Zu erledigen: Geben Sie aus dem Lesetext unten den Abschnitt wörtlich aus, der mit den Worten beginnt, in denen „In ihrem Leserbrief“ steht, und mit „den Tieren an?“ schließt.

Aua911: Nina Taphorn: Leserbrief zu Aua903

{TS-Kritik}

 

Nina Taphorn ist ein gern gesehener Text-Gast auf Doggennetz.de. Und zum Thema Auslandstierschutz ist sie kompetent, hat sie doch selbst zwei sogenannte Südhunde übernommen und ausführlich zum Thema recherchiert. Ihre Erfahrungen dazu plus jede Menge Informationen hat sie in dem Buch Von der Straße auf die Couch: Streuner aus dem Süden als Familienhunde zusammengefasst.

In ihrem Leserbrief zu Aua903  antwortet Nina Taphorn auf die dort gestellte Frage:

              

Oder im melodramatischen Duktus der „Tierschützer“: Warum tun deutsche Spender, angebliche Tierfreunde, Unterstützer, Schlepperhelfer, Fahrketten- und Pflegestellen-Mittäter das den Tieren an?

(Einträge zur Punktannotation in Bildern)
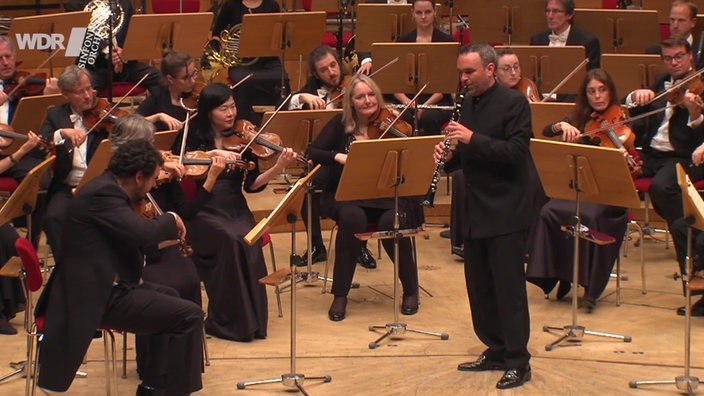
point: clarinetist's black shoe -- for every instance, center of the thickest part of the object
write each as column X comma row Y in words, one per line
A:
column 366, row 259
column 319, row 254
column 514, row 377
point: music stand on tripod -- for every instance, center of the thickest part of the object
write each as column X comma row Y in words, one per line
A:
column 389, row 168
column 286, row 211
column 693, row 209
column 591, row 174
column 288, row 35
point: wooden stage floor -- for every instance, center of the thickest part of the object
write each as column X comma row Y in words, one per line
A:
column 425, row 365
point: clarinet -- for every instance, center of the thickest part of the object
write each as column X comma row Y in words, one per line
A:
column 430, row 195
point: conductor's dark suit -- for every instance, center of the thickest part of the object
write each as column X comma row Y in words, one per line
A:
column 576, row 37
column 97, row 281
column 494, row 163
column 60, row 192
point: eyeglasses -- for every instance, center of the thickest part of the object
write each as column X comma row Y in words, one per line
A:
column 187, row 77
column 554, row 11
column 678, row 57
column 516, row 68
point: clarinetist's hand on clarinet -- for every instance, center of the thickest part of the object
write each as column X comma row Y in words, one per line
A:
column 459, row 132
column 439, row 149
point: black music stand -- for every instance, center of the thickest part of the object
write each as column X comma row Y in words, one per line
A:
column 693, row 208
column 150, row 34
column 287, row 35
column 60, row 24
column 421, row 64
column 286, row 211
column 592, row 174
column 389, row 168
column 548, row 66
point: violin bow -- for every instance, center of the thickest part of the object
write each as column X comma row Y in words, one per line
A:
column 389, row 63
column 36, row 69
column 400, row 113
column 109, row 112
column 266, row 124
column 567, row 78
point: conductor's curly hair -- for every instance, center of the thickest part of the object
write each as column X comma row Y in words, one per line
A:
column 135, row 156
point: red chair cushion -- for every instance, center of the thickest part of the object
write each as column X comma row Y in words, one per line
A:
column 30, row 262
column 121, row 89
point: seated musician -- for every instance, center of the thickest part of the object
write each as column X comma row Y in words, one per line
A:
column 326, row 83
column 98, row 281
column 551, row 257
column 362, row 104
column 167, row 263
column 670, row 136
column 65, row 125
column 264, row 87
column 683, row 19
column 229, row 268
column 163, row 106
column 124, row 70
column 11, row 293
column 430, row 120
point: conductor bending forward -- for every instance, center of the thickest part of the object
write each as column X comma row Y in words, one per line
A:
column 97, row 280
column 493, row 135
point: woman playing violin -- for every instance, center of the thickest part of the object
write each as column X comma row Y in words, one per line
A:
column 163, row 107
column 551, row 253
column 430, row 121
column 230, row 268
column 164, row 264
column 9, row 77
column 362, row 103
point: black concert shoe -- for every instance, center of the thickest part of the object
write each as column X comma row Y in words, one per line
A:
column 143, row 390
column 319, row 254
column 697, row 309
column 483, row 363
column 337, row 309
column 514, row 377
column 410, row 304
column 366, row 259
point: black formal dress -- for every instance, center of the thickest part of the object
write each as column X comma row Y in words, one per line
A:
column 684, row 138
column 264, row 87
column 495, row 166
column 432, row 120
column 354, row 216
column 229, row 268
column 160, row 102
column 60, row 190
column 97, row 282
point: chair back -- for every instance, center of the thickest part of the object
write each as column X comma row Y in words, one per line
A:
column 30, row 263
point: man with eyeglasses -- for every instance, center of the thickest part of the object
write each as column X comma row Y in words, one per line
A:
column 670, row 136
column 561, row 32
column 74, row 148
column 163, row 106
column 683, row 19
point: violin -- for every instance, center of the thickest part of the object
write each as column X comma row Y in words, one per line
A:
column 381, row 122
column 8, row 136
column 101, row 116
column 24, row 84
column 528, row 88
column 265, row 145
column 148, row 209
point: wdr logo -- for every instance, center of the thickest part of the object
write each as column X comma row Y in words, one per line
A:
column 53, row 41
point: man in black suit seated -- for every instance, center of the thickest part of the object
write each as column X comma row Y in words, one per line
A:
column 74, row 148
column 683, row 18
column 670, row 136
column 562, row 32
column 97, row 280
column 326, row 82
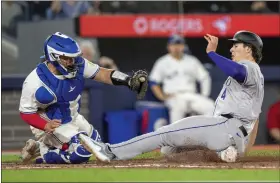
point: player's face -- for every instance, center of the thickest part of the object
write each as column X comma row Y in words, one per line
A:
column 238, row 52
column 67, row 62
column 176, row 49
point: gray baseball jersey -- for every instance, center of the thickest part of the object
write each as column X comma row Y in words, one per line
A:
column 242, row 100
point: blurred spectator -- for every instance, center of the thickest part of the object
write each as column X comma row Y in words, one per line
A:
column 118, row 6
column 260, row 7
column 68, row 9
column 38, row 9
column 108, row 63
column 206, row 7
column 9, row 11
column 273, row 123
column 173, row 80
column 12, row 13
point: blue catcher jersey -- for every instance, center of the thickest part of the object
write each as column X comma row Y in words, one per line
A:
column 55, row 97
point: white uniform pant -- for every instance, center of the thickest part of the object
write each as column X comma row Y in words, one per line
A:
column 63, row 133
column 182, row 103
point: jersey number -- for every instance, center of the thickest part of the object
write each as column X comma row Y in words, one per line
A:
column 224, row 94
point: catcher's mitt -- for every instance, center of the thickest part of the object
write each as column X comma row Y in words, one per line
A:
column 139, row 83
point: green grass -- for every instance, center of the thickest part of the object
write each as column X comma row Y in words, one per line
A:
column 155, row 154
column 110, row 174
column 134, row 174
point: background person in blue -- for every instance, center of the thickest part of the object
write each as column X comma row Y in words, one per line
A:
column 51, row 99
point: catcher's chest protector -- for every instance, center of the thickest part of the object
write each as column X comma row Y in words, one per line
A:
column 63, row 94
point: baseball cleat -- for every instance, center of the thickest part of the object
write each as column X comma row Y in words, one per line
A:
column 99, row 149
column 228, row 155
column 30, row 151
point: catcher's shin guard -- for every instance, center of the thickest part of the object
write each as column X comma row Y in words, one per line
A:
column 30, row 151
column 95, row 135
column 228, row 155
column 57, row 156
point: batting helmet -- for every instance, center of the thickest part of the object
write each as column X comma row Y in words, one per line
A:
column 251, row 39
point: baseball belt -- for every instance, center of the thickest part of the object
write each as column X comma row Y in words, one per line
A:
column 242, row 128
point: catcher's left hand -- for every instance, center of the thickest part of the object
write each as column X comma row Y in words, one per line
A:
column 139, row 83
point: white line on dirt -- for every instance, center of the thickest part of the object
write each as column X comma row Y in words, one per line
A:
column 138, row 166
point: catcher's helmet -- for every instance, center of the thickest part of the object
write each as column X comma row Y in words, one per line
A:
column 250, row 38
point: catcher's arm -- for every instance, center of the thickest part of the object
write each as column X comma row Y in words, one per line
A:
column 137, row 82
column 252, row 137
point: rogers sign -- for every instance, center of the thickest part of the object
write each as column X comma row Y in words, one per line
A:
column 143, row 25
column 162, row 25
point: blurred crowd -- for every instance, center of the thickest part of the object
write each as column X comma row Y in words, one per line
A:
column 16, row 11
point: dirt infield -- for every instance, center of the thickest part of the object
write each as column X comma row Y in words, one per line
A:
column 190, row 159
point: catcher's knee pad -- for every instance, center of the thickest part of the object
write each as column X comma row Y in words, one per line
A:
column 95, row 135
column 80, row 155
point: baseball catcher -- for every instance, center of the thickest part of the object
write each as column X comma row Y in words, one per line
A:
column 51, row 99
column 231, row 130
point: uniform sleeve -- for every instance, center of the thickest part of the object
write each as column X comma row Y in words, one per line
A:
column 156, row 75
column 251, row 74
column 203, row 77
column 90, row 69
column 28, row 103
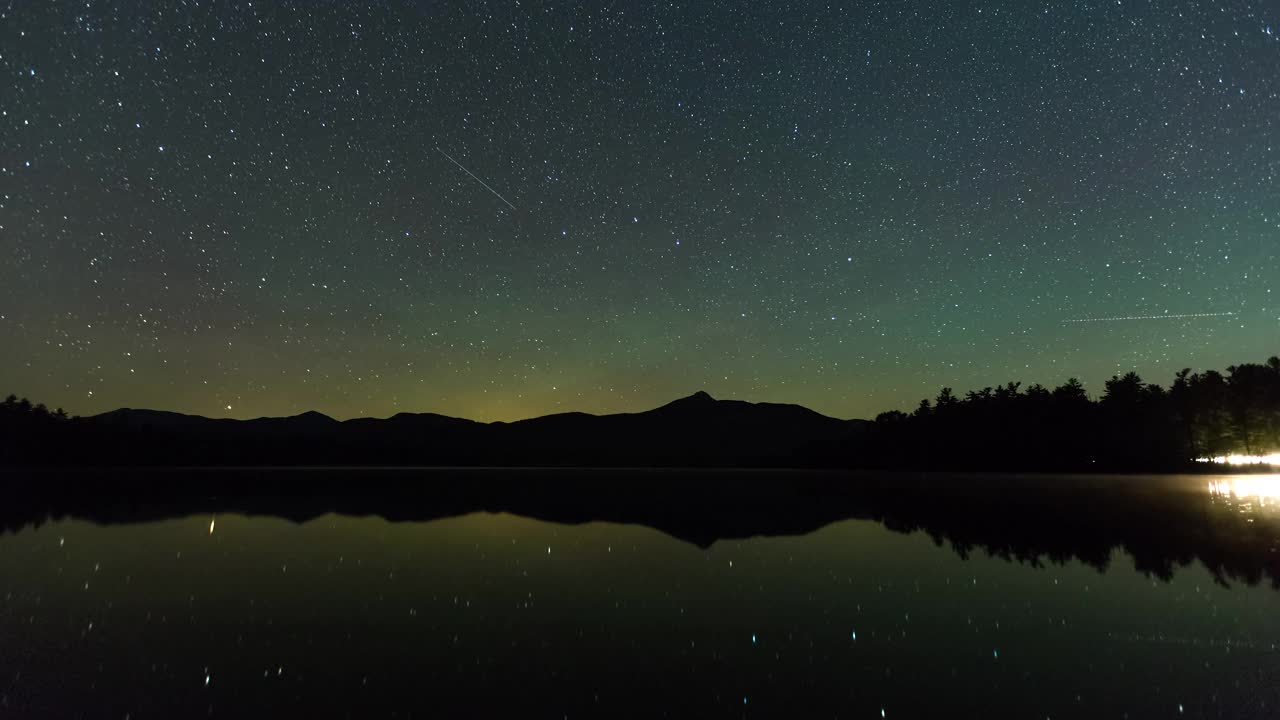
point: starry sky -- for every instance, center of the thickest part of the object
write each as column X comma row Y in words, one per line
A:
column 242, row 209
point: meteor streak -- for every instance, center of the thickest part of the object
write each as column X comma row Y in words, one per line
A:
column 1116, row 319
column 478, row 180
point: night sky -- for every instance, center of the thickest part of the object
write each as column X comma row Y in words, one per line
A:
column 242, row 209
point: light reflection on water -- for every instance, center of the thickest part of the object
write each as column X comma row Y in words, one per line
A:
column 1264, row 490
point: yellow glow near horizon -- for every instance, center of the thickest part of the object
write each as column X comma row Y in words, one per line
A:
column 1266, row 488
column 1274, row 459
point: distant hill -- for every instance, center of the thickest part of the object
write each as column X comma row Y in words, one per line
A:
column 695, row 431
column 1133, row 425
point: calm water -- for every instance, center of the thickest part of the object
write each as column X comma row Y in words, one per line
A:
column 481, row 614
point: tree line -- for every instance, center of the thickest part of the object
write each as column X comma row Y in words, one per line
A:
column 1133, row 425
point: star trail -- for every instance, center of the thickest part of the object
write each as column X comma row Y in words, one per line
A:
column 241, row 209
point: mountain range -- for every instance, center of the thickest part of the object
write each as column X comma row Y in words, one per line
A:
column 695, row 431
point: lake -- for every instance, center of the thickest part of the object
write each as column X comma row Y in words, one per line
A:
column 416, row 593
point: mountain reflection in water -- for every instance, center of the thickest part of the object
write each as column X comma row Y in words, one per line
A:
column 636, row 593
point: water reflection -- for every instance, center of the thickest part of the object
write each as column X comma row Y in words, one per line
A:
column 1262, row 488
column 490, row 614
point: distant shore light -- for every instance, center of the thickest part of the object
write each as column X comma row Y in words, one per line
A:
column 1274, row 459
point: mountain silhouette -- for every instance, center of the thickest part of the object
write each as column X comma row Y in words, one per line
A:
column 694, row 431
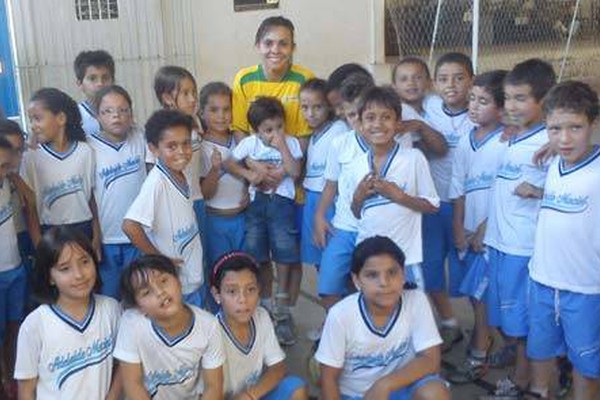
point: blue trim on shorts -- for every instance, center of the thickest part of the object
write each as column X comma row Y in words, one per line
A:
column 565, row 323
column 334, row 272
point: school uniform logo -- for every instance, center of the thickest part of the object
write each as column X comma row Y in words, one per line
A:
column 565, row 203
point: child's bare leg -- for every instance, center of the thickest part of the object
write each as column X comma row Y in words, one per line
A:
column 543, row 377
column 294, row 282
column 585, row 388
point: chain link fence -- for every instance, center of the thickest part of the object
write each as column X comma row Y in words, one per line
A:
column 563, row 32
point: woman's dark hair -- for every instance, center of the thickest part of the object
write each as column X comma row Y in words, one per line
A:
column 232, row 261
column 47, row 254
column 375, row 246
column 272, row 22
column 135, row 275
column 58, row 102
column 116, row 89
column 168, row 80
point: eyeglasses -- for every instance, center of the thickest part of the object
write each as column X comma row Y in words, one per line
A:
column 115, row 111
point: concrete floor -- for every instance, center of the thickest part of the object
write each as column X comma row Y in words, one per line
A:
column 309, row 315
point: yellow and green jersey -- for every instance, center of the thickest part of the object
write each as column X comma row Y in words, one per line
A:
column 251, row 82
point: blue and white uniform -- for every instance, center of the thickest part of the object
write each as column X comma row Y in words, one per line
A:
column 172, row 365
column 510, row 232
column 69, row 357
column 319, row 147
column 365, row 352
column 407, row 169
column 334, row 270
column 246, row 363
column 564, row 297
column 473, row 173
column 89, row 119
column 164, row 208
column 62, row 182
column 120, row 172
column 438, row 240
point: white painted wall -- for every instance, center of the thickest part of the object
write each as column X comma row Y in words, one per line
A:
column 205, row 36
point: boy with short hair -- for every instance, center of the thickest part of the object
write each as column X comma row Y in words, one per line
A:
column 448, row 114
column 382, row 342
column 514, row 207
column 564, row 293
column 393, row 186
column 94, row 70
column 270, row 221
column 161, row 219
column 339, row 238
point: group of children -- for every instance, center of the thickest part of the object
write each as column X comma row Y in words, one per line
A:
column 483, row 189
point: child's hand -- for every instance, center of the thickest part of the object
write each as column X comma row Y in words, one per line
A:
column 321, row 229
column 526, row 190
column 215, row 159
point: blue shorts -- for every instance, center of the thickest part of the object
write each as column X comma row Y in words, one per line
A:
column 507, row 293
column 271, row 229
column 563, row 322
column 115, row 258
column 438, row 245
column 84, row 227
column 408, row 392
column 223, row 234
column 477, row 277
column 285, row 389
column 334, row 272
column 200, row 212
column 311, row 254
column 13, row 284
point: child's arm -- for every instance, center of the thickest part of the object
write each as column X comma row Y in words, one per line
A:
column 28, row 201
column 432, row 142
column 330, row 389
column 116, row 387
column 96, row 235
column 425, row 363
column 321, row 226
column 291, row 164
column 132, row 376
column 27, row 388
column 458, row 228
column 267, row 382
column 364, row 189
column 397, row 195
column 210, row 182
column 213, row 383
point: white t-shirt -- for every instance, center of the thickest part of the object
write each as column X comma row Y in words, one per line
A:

Als Antwort:
In ihrem Leserbrief zu Aua903  antwortet Nina Taphorn auf die dort gestellte Frage:

              

Oder im melodramatischen Duktus der „Tierschützer“: Warum tun deutsche Spender, angebliche Tierfreunde, Unterstützer, Schlepperhelfer, Fahrketten- und Pflegestellen-Mittäter das den Tieren an?